**WORK ORDER:** Reproduce exactly the lines below from the one containing "point: propeller -- drop" through the one containing "Target: overcast sky", including both, and nothing else.

(Referring expression pointing data)
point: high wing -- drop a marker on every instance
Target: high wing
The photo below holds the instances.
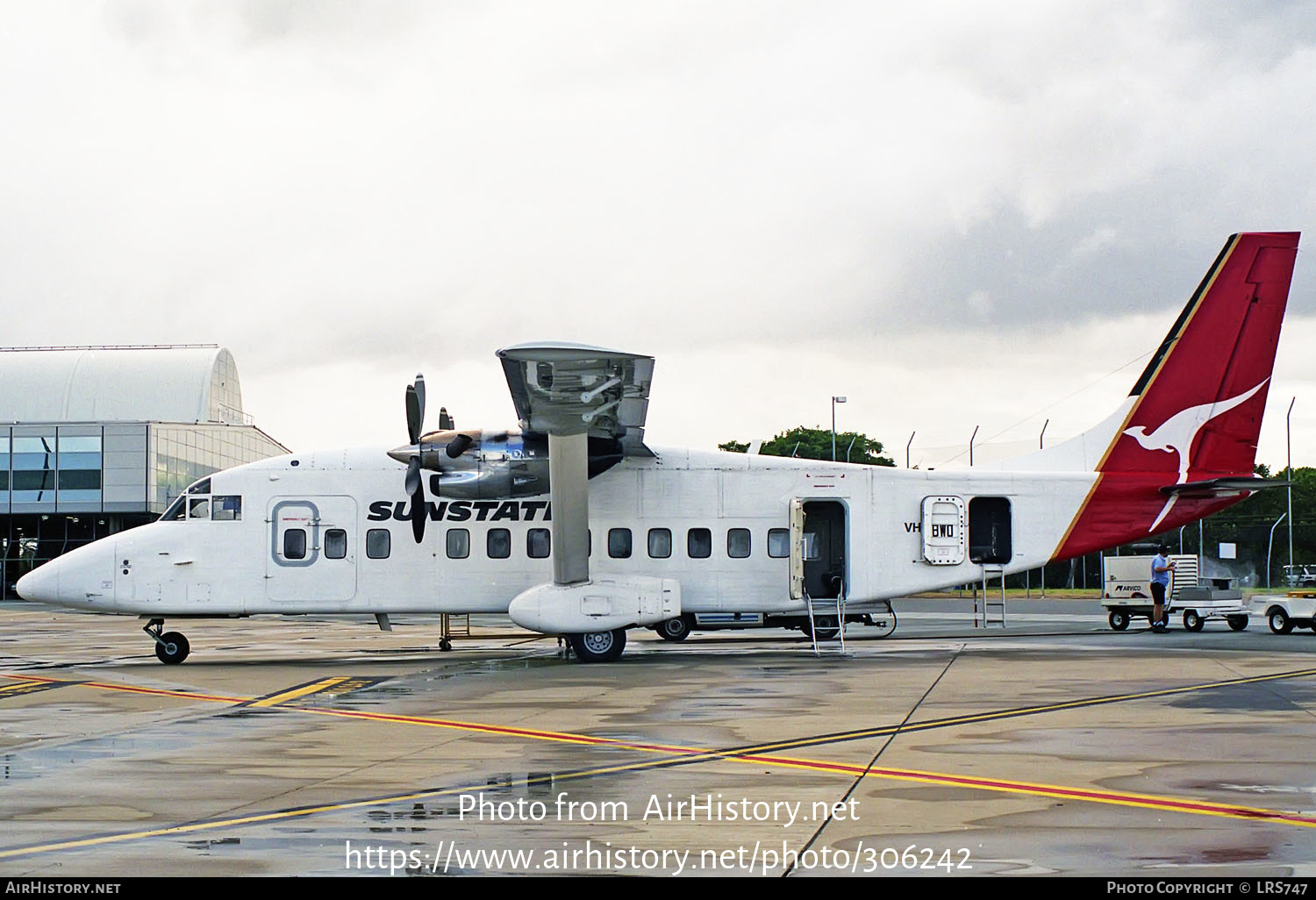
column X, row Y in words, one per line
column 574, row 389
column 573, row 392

* * *

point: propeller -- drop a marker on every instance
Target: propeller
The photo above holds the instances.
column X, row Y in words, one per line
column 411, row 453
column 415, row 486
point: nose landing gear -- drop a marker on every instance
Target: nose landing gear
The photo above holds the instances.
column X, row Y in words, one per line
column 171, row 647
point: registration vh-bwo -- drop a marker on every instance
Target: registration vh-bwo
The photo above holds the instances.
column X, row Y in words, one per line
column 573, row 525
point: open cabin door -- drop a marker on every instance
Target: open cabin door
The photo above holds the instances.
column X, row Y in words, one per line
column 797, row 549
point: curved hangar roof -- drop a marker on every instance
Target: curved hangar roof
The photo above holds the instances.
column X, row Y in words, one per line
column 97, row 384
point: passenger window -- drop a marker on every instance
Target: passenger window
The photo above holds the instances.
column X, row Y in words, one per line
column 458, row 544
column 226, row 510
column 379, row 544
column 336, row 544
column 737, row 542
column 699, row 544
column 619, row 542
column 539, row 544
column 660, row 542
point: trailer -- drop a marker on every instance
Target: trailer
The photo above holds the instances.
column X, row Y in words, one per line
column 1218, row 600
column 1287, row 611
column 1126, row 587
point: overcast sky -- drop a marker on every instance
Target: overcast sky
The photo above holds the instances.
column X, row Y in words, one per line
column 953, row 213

==

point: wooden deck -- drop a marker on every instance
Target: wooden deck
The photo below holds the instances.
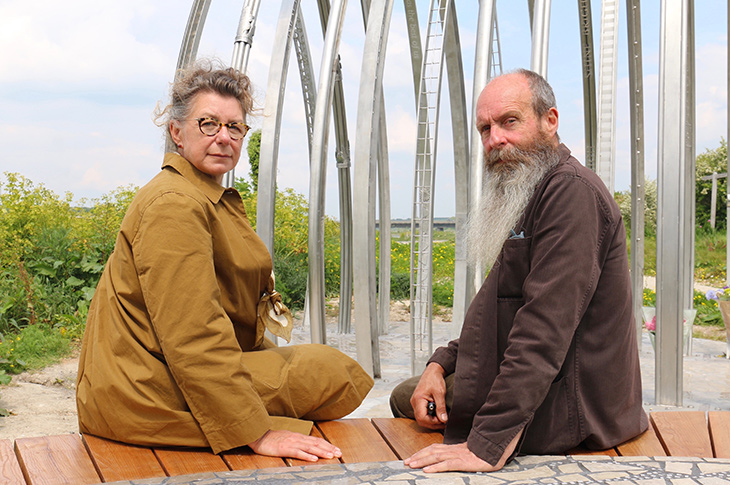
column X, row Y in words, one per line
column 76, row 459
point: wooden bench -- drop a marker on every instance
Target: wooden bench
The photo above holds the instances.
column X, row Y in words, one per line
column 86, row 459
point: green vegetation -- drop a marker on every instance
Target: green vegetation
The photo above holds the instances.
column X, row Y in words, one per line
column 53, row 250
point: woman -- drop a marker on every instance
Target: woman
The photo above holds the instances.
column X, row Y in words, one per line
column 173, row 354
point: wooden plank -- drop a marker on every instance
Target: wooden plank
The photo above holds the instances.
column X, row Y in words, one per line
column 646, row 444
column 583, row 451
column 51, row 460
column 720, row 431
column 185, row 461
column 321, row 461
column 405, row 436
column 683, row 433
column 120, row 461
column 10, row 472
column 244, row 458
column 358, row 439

**OUTPUT OF THE TASK:**
point: propeller -- drop a marker on every instance
Target: propeller
The photo above holds the instances.
column X, row Y in words, one per line
column 411, row 453
column 415, row 486
point: nose landing gear -- drop a marker on every instance
Target: nose landing gear
The photo above holds the instances.
column X, row Y in words, one per line
column 171, row 647
point: registration vh-bwo -- drop a marker on every instance
Target: registration vh-bwo
The photo above holds the instances.
column X, row Y in words, one per line
column 573, row 525
point: open cabin door -- drop a marker on every instance
Target: open cabin door
The photo above holds the instances.
column X, row Y in words, one per line
column 797, row 549
point: curved hangar roof -- drop a marker on every instance
Target: curved hangar roof
The photo above holds the instances.
column X, row Y in words, one per line
column 97, row 384
point: passenger window -- drop a marker on every instance
Target: passenger window
The photo above holds the instances.
column X, row Y in words, one per line
column 458, row 544
column 226, row 510
column 379, row 544
column 336, row 544
column 737, row 542
column 699, row 544
column 619, row 542
column 539, row 544
column 660, row 542
point: trailer -- drop a marker on every instance
Target: trailer
The photo above holds the instances.
column X, row Y in words, one per line
column 1218, row 600
column 1287, row 611
column 1126, row 587
point: overcast sky -- drop a marker on every instance
Target: overcast sky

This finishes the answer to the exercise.